▶ **Task**
Once you find the line with "Where can the rear wheel be found here?" in the entries below, return exactly every line from it through the line with "Target: damaged dark gray suv".

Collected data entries
=== Section Start ===

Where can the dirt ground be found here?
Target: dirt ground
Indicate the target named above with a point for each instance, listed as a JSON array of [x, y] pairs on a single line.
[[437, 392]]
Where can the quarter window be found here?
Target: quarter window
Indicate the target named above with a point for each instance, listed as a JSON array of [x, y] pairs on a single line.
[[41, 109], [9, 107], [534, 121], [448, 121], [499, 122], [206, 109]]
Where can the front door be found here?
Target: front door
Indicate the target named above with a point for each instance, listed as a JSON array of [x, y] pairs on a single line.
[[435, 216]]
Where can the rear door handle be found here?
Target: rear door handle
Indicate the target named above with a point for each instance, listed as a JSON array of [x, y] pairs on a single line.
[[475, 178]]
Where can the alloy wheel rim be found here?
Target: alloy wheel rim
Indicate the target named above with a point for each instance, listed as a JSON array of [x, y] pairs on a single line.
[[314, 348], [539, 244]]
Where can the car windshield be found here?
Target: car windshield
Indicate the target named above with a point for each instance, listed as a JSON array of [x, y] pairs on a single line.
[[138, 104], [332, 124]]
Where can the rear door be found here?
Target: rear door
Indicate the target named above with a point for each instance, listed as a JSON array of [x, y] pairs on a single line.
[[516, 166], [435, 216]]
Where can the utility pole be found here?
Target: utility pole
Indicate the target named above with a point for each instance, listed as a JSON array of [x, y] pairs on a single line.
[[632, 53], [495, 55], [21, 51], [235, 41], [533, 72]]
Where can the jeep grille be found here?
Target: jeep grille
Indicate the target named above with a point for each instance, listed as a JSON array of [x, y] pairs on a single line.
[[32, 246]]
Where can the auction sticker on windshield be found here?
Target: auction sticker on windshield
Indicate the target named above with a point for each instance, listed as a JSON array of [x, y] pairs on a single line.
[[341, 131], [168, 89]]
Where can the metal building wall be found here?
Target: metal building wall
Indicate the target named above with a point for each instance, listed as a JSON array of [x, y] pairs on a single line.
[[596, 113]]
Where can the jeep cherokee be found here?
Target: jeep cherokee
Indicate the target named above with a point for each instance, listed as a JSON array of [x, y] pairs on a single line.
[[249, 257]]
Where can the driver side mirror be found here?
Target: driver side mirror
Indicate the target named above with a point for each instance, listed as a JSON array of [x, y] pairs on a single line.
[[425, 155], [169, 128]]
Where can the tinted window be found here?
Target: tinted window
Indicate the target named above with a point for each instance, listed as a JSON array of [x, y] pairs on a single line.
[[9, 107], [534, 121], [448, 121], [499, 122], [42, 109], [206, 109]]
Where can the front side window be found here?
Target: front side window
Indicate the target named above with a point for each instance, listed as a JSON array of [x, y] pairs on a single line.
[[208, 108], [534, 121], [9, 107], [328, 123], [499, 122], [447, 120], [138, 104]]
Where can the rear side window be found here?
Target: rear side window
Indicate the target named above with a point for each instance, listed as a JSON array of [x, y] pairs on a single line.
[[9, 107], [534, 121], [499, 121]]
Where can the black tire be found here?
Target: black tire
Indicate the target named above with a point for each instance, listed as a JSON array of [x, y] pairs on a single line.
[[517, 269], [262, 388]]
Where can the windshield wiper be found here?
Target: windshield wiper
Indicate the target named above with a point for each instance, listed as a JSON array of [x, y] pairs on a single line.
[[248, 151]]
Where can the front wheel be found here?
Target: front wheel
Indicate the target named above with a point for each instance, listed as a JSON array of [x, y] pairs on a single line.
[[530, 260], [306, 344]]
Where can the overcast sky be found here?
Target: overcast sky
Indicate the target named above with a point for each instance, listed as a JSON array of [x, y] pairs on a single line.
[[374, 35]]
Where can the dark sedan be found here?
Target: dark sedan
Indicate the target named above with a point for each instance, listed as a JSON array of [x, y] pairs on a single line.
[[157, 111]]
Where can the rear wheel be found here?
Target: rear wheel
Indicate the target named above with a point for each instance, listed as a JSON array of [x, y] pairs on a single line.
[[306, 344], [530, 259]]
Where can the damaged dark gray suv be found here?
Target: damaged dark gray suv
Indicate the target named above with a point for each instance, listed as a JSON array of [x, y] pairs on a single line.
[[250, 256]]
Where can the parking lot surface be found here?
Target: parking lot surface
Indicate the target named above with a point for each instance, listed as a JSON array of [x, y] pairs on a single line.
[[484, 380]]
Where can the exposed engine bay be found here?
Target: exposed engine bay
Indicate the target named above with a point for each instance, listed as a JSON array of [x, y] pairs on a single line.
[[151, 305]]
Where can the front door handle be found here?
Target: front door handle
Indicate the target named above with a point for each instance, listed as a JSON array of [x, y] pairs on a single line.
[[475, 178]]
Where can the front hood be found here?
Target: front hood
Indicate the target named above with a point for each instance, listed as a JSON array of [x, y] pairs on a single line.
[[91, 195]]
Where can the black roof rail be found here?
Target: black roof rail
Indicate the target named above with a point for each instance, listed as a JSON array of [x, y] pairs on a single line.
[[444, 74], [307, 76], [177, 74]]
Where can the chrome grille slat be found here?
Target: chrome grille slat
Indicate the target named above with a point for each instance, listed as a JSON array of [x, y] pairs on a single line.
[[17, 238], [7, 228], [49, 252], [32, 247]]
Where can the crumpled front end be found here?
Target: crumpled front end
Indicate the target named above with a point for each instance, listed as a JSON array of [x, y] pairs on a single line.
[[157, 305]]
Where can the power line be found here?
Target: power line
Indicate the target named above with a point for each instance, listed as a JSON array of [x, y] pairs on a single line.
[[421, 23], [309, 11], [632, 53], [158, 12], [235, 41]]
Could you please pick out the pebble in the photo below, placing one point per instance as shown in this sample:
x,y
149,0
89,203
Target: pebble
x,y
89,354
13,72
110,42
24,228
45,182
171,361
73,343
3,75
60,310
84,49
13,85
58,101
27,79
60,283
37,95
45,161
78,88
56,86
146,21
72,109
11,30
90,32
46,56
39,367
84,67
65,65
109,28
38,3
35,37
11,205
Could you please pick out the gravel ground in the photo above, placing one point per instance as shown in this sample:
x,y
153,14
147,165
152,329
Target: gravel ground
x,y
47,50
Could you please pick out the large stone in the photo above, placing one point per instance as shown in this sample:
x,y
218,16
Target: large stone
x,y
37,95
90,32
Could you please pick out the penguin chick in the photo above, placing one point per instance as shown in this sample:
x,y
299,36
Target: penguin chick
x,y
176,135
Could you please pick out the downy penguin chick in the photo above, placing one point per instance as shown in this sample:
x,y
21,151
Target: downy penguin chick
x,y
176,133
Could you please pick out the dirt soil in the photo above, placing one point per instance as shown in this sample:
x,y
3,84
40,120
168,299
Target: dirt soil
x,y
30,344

=== Section End ===

▶ **Answer to the problem**
Where can the rear wheel be found here?
Target: rear wheel
Indicate the target named above with a point for each instance, listed as a JSON array of [x, y] pairs on a single line.
[[306, 344], [530, 259]]
Where can the damaged dark gray suv be found here?
Target: damaged dark gray suv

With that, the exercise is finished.